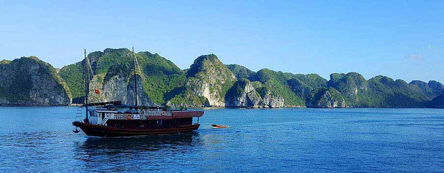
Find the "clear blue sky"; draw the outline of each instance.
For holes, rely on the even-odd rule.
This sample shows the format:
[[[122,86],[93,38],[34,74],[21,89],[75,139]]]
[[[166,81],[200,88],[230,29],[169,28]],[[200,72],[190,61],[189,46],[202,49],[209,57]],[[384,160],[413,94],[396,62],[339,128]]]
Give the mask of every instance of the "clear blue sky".
[[[1,1],[0,59],[61,67],[134,45],[183,69],[214,53],[254,71],[444,82],[444,1]]]

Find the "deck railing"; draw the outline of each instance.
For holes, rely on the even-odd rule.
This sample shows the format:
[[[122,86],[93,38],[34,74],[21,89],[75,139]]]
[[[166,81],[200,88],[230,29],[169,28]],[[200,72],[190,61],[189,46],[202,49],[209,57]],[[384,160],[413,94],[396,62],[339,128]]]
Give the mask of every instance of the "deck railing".
[[[172,116],[171,112],[151,110],[143,110],[141,111],[141,114],[128,114],[128,113],[107,113],[105,114],[105,117],[102,122],[102,124],[105,124],[109,119],[112,120],[145,120],[147,116]],[[131,118],[129,118],[131,116]]]

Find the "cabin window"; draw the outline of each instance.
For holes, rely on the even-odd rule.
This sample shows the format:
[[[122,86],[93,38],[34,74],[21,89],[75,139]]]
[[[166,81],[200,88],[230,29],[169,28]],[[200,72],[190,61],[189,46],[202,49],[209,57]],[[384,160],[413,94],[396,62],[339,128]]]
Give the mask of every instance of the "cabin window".
[[[119,126],[118,127],[119,128],[125,128],[125,125],[123,123],[119,123]]]
[[[152,126],[154,125],[154,121],[153,120],[148,121],[147,123],[149,126]]]
[[[145,127],[145,123],[140,122],[139,123],[138,126],[139,128],[144,128]]]

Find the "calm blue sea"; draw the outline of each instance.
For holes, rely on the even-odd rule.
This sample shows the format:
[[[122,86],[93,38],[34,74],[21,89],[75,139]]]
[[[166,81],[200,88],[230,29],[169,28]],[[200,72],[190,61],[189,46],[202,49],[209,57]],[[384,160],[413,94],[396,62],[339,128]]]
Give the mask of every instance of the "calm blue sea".
[[[206,109],[193,133],[103,138],[76,109],[0,107],[0,172],[444,171],[444,109]]]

### DIRECTIONS FOR THIS TASK
Reproduce the records above exactly, leaving out every picture they contain.

### EXPECTED ANSWER
Find the "clear blue sky"; draw the outline of each instance.
For holes, rely on the even-odd rule.
This sample shows the format:
[[[122,86],[93,38],[34,74],[21,89],[75,139]]]
[[[166,81],[200,88],[230,29],[169,28]],[[200,72],[190,61],[189,46],[202,49],[209,57]],[[384,160],[413,94],[396,62],[339,128]]]
Give the mask of every instance of the "clear blue sky".
[[[1,1],[0,59],[61,67],[134,45],[183,69],[214,53],[254,71],[444,82],[444,1]]]

Find the "deck railing"; draw the outline of each instance.
For holes, rely on the even-odd rule.
This sample shows the format:
[[[122,86],[93,38],[34,74],[21,89],[75,139]]]
[[[166,81],[200,88],[230,29],[169,28]],[[200,72],[190,61],[189,46],[202,49],[209,57]],[[384,160],[413,94],[396,62],[339,128]]]
Give the mask of every instance of the "deck railing".
[[[172,116],[171,112],[151,110],[143,110],[141,111],[141,114],[128,114],[128,113],[107,113],[105,114],[105,117],[102,122],[102,124],[105,124],[109,119],[112,120],[145,120],[147,116]],[[131,118],[129,118],[131,116]]]

Find the "cabin window"; draw the outline of each instance.
For holes, rely on the even-odd rule.
This sample shows the format:
[[[122,86],[93,38],[34,74],[21,89],[75,139]]]
[[[166,81],[200,88],[230,29],[169,28]],[[200,72],[190,61],[189,46],[202,49],[209,57]],[[384,160],[413,94],[396,62],[339,128]]]
Give the mask of every instance of the "cabin window".
[[[119,126],[118,127],[119,128],[125,128],[125,125],[123,123],[119,123]]]
[[[152,126],[154,125],[154,121],[153,120],[148,121],[147,123],[149,126]]]
[[[145,127],[145,123],[140,122],[139,123],[138,126],[139,128],[144,128]]]

Find the "calm blue sea"; draw the outline of each instance.
For holes, rely on the even-odd rule.
This sample shows the format:
[[[122,86],[93,38],[34,74],[21,89],[75,139]]]
[[[166,81],[200,88],[230,29],[169,28]],[[200,72],[190,61],[189,46],[202,49],[209,57]],[[384,160],[413,94],[396,62],[339,128]]]
Give the mask of every instance of the "calm blue sea".
[[[206,109],[193,133],[103,138],[76,109],[0,107],[0,172],[444,171],[444,109]]]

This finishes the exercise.